#### Work task
Give the records below again, word for word. No pictures belong in the copy.

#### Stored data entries

=======

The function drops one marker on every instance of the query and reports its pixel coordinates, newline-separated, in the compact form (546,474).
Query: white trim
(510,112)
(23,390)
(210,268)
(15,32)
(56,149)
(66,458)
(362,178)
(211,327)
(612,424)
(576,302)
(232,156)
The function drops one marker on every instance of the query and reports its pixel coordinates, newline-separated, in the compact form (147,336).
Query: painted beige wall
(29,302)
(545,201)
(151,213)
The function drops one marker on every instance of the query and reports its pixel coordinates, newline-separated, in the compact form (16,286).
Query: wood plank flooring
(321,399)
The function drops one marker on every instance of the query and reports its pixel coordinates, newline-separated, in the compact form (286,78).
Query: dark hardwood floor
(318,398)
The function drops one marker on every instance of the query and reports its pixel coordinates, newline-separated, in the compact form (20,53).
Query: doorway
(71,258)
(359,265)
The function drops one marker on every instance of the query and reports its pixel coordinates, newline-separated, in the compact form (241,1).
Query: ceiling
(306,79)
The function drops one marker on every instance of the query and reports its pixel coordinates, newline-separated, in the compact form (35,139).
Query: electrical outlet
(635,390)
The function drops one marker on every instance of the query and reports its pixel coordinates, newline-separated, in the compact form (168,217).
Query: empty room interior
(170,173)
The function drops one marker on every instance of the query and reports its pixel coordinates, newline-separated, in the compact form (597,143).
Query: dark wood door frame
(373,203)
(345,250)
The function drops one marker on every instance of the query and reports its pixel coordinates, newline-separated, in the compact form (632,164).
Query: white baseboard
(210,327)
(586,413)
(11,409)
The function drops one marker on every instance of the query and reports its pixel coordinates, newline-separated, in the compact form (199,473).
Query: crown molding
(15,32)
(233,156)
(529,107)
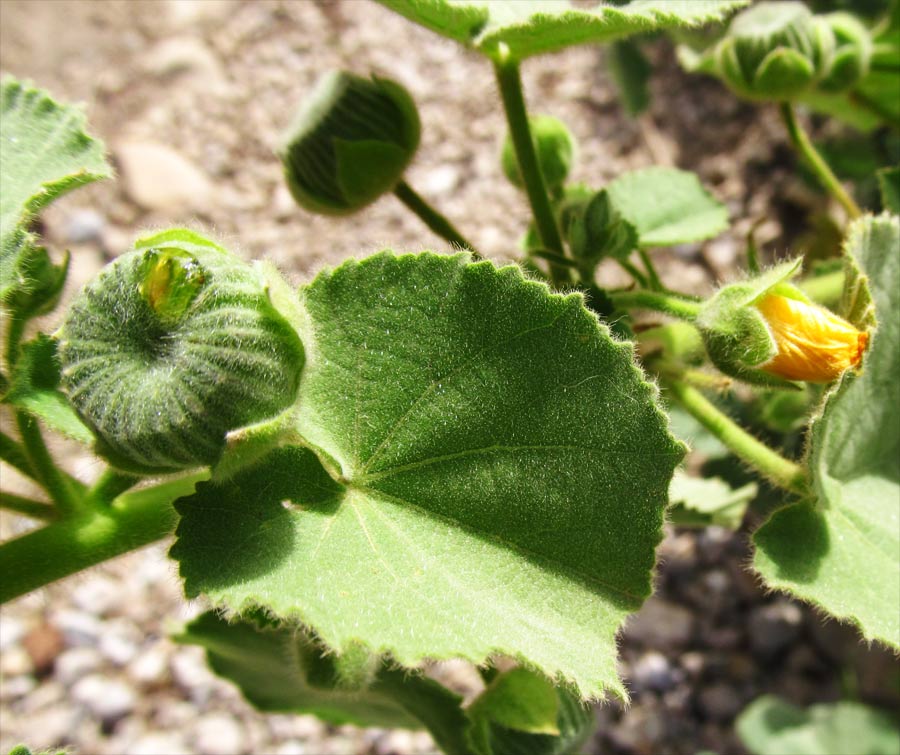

=======

#### Output of the task
The function drops one marker on every instance of the query and reports its pixel coordinates, newline-separated, in the compact form (546,474).
Query: white trim
(510,112)
(23,390)
(210,268)
(15,32)
(56,149)
(66,458)
(362,178)
(211,327)
(612,424)
(576,302)
(232,156)
The function drops one marker on every instance of the query and reports its pixel coordinates, newline-separated, in the compact form (147,336).
Query: painted beige wall
(29,302)
(545,201)
(151,213)
The function drops one marker on every instance of the query and reports its pixel coordinates, newline-separated, in the compact form (16,286).
Query: wood plank flooring
(321,399)
The function drops one marker on every instance of the query and reports its pixel coordinates, newline-separated, in the compact form (286,78).
Query: dark hardwood floor
(318,398)
The function drops one marker on every instance of the query and reports its pixel coordinates, newline-separated, in the compact form (20,53).
Query: doorway
(71,258)
(359,265)
The function drops one marker on every instance of the query and reports its pixel coordinates, newline-separated, in the compact form (241,1).
Query: ceiling
(306,79)
The function drops one marker on every instance of the query and reports its pixel coordinates, newline-separated, in the compact form (35,139).
Query: electrical outlet
(635,390)
The function drops one marker on every instance of the query and reports its pixel coordinates, newline-separated, in the compact form (168,217).
Query: empty room interior
(170,173)
The function drops one marker on every instance of the query and reports its pixel coordinates, newline-separated, in the compact form (597,143).
Query: dark wood door frame
(373,203)
(345,250)
The function drops one marker on every instance of the query and reports its pixel coordinates, newline-separated, in the compact form (632,164).
Query: white baseboard
(210,327)
(586,413)
(11,409)
The function drops one marker on every instance of the query and reports its pixel coordinates, newline-separated, in the compact form (199,473).
Query: crown molding
(15,32)
(233,156)
(529,107)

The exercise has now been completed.